• Task objective
From start to end, write out the following data exactly, apart from its images.

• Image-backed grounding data
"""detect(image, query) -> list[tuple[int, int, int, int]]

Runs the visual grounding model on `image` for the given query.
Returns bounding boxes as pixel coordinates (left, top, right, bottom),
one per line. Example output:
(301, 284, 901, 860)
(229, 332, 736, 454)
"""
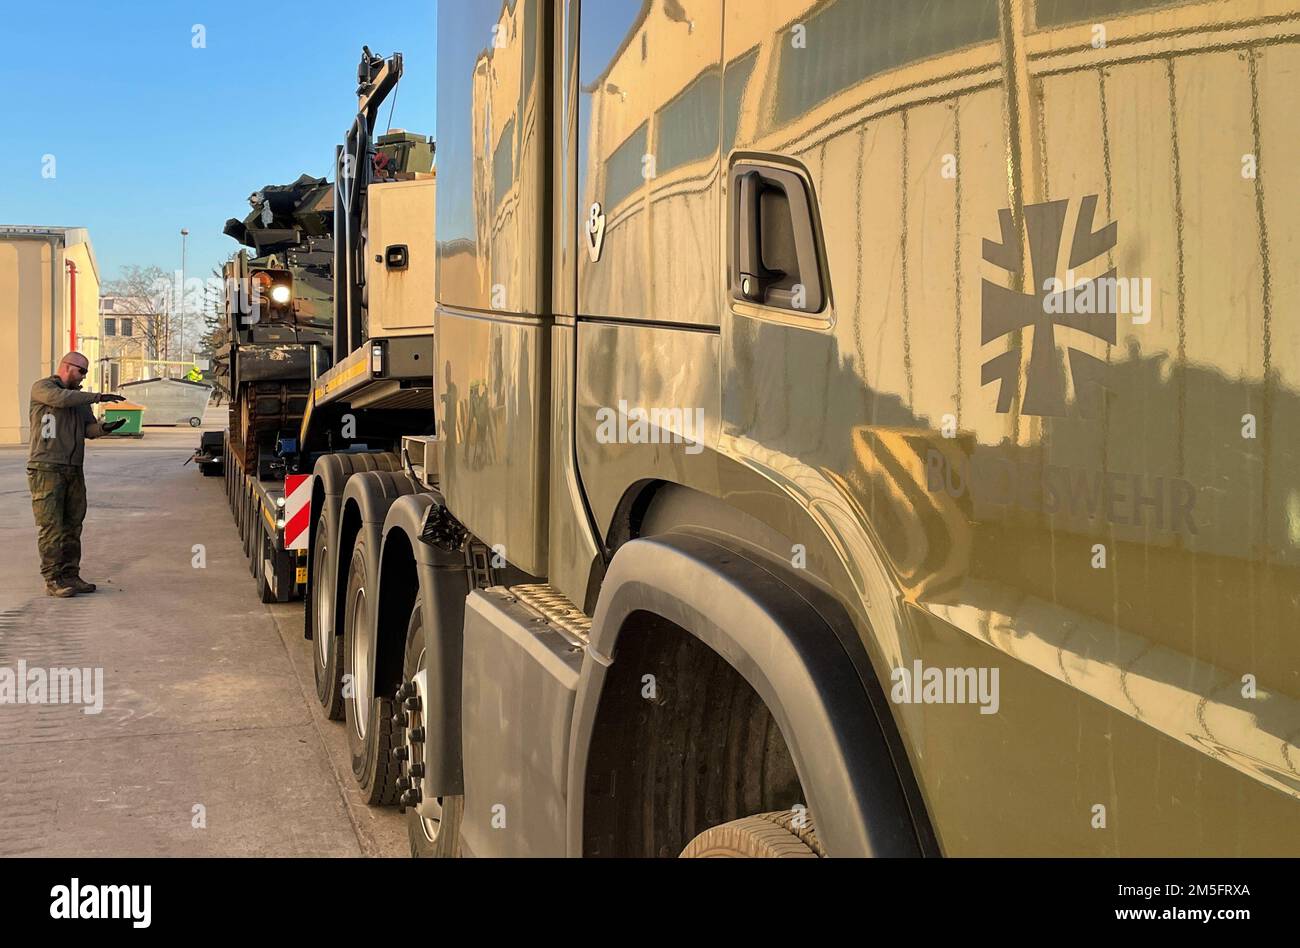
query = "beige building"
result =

• Response to the task
"""detect(image, query) -> list[tuple[int, int, int, int]]

Runs the visual grounding model on `image` for the given query.
Returns bounding boxes as pixel coordinates (left, top, right, bottom),
one per line. Example output:
(301, 284, 901, 860)
(229, 332, 736, 454)
"""
query = "beige building"
result =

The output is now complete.